Document text:
++++++++

Workflow brittleness in legal AI

Diving deeper into

Healthcare company associate GC on where legal AI products break down

Interview
The happy path works great. Anything else grinds to a halt.
Analyzed 5 sources

This is the core product gap in legal AI, demos prove the model can answer a clean prompt, but real buying decisions depend on whether the software can recover when a business user submits the wrong form, a counterparty changes terms midstream, or an approval route breaks. In lean in-house teams, that failure does not create a small annoyance, it pulls a lawyer back into manual triage and wipes out most of the promised time savings.

  • The interview makes clear that the brittle point is usually workflow, not raw generation quality. The legal team can already get drafting and research from enterprise ChatGPT and Westlaw. What it still lacks is a contract system that preserves context, flags deviations from internal playbooks, and guides non-legal users back on track without legal stepping in.
  • This helps explain why CLM vendors win demos but disappoint after rollout. Luminance sells document review and playbook building, yet the lived complaint here is heavy setup, slow support, and breakdowns when users go off script. Ironclad is larger because it built around the full contract workflow, not just clause analysis, but even there the category risk is that AI review becomes easy to copy while workflow reliability stays hard.

++++++++

Supplied information:
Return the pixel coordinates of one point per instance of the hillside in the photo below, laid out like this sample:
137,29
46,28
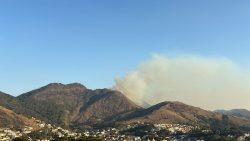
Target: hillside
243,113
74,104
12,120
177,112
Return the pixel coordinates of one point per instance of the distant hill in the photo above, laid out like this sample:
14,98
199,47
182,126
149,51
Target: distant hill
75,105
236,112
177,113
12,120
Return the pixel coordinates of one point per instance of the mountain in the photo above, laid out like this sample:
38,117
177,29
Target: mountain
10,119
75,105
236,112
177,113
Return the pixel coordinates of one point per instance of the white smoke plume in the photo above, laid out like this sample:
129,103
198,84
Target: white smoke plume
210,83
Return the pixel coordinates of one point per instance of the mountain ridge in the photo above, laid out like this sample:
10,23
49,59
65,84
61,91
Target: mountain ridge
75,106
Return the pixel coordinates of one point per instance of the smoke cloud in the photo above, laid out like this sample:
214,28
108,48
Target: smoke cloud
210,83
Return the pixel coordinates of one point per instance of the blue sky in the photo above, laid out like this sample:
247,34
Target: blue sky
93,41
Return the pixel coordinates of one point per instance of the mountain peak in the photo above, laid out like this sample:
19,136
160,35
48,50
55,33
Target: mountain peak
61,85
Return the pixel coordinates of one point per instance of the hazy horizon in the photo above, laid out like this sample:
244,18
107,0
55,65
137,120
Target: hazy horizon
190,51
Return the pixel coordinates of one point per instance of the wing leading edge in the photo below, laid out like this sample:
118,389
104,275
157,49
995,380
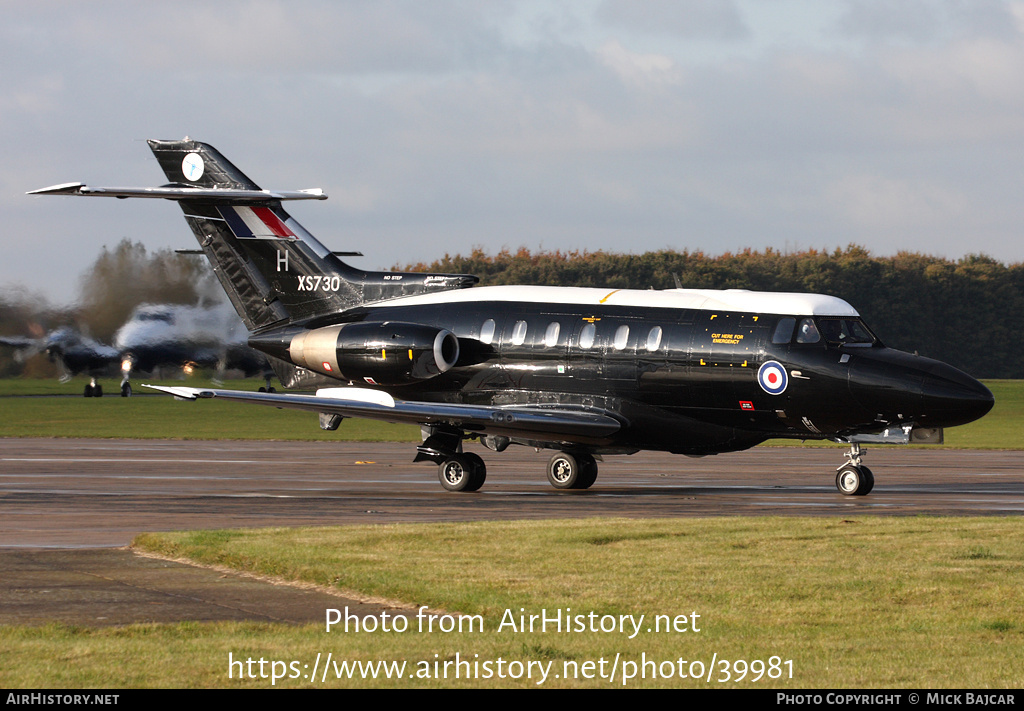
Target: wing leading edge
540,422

++++++++

Problem set:
A. Answer these questions from the piece on workflow brittleness in legal AI:
(i) How many sources are listed as analyzed?
(ii) Which two tools can the legal team already use for drafting and research?
(iii) What complaints about Luminance does the piece list?
B. Reproduce word for word the stretch of the piece on workflow brittleness in legal AI from "Healthcare company associate" through "promised time savings.".

Solutions to the tasks:
A.
(i) Five sources.
(ii) Enterprise ChatGPT and Westlaw.
(iii) Heavy setup, slow support, and breakdowns when users go off script.

B.
Healthcare company associate GC on where legal AI products break down

Interview
The happy path works great. Anything else grinds to a halt.
Analyzed 5 sources

This is the core product gap in legal AI, demos prove the model can answer a clean prompt, but real buying decisions depend on whether the software can recover when a business user submits the wrong form, a counterparty changes terms midstream, or an approval route breaks. In lean in-house teams, that failure does not create a small annoyance, it pulls a lawyer back into manual triage and wipes out most of the promised time savings.